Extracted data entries
· · · ·
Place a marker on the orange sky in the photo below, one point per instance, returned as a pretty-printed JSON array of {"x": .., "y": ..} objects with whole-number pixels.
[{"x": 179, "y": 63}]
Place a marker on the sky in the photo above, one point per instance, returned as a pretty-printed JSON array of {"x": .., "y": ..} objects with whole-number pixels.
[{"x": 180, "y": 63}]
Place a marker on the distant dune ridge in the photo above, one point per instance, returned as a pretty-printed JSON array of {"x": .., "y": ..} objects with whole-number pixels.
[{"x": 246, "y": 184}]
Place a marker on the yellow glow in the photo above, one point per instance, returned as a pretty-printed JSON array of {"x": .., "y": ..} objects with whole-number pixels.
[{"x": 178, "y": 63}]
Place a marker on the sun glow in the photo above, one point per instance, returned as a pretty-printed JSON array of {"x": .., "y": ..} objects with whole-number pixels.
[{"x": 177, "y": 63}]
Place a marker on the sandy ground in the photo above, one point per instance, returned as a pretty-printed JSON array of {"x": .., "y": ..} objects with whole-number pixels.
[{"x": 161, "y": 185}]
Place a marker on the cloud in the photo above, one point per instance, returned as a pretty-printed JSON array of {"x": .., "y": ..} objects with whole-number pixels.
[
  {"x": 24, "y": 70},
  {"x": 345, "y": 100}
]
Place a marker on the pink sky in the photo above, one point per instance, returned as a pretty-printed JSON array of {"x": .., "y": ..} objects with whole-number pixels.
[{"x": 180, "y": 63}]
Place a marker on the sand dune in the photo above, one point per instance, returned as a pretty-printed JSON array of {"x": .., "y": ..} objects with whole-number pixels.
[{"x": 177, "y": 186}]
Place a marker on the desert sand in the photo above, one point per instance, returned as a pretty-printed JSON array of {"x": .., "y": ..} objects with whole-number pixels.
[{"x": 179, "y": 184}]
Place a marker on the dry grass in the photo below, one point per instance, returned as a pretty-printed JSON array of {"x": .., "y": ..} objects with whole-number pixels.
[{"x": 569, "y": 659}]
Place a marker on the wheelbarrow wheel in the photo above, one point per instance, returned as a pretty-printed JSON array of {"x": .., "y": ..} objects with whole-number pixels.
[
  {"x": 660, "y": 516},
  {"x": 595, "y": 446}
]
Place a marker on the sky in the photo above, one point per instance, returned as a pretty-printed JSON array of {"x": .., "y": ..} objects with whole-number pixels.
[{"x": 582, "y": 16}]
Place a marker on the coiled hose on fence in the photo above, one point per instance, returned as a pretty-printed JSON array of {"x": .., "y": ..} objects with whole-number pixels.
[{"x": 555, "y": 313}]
· · · ·
- [To be done]:
Quote the material word for word, starting at the line that contains "Place a marker on the wheelbarrow" and stopping at the end of the material.

- [Solution for this problem]:
Place a marker on the wheelbarrow wheel in the photo above, one point per instance, returned as a pretty-printed JSON array of {"x": .., "y": ..} objects with whole-number pixels.
[
  {"x": 660, "y": 516},
  {"x": 595, "y": 446}
]
Place a marker on the sky in the photo above, one point per instance, returned as a pretty-printed JSON array of {"x": .., "y": ..} objects with whole-number pixels.
[{"x": 582, "y": 16}]
Place a marker on the coiled hose on fence in the photo above, one point per instance, returned as a pretty-printed JSON array of {"x": .., "y": ..} objects with whole-number pixels.
[{"x": 555, "y": 313}]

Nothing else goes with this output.